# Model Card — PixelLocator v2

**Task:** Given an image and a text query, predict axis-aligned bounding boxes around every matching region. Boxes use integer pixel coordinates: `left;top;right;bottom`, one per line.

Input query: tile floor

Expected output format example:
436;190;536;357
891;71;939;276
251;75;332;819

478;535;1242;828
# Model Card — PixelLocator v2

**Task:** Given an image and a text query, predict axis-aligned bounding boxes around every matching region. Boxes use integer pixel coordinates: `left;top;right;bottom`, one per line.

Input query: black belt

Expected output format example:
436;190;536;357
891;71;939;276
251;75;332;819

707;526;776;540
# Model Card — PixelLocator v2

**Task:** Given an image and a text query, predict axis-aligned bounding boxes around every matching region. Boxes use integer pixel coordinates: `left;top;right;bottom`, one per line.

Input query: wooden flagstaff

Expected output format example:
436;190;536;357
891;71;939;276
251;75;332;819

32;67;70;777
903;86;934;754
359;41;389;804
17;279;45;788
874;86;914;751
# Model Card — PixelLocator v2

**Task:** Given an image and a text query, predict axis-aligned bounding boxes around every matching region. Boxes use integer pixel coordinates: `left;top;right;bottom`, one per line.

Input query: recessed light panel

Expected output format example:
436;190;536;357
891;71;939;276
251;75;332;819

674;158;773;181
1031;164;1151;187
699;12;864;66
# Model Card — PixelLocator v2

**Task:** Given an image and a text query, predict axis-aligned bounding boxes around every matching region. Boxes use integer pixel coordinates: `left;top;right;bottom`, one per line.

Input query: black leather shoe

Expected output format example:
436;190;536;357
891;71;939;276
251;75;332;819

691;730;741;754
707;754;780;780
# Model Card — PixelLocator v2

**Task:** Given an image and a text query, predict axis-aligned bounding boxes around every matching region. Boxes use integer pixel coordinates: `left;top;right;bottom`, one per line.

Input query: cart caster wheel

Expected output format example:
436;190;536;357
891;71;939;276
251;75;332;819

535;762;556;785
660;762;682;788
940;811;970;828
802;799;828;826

***

Objective
Please reproduce the lines above with "integer pixel coordinates" substituted by "whole-number pixel coordinates", leaving everything else as it is.

Result of the task
# Model Card — PixelLocator v2

**Task:** Given an image and a text query, predict axis-aligned bounding boxes around every matching region. Boxes use whole-number pixel coordinates: `left;top;right;bottom`, one per line.

Input query: tile floor

Expected output format example:
436;190;536;357
891;71;939;276
251;75;332;819

478;535;1242;828
# Model Card — PixelLocator v2

**Task:** Given an image and a text query, predict axis-aligned bounding boxes around every matching region. Boxes use whole-number pixel coordinates: `left;top;right;bottom`, one per line.

Input query: black belt

Expected output format example:
436;190;536;357
891;71;939;276
251;75;332;819

707;526;776;540
# Model Card — PixelLocator v2

**Task:** Given an image and a text query, predict axis-aligned bounding boxes around every matching region. Boxes use whole-number pixel coordinates: `left;top;right;bottom`, one per line.

Input query: wooden flagstaff

Expected output format example:
436;190;536;357
891;71;939;276
251;75;332;819

32;67;70;777
903;86;934;754
359;41;389;804
17;279;45;788
874;86;914;751
# Model Card — PixelLocator v2

**Task:** Given an image and a text query, predict axis-aligned bounding boxes around every matching region. Boxes use whole-number pixel coordinates: `left;top;right;bottom`, one per line.

Input query: recessed light panel

Expected output format example:
436;190;536;357
891;71;939;276
251;75;332;819

674;158;773;181
1031;164;1151;187
699;12;864;66
# Model Card — PixelLocator v2

**Task:** Given an image and a text query, predict axis-aligned bounding boxes around every matching region. Boxes use whole-number pixel coordinates: `left;top;right;bottom`, one per line.

Input query: black leather shoe

Expected output format example:
436;190;536;357
891;71;939;276
251;75;332;819

691;730;741;754
707;754;780;780
# Model Card — PixelLocator v2

**Task:** Given an image and a text query, predict axis-aligned bounding boxes around every matching region. Boxes use whole-number pixel coordinates: `left;top;right;bottom`, one per line.

Input query: cart caster wheel

Expected output format example:
436;190;536;357
891;71;939;276
251;75;332;819

535;762;556;785
660;762;682;788
940;811;970;828
802;799;828;826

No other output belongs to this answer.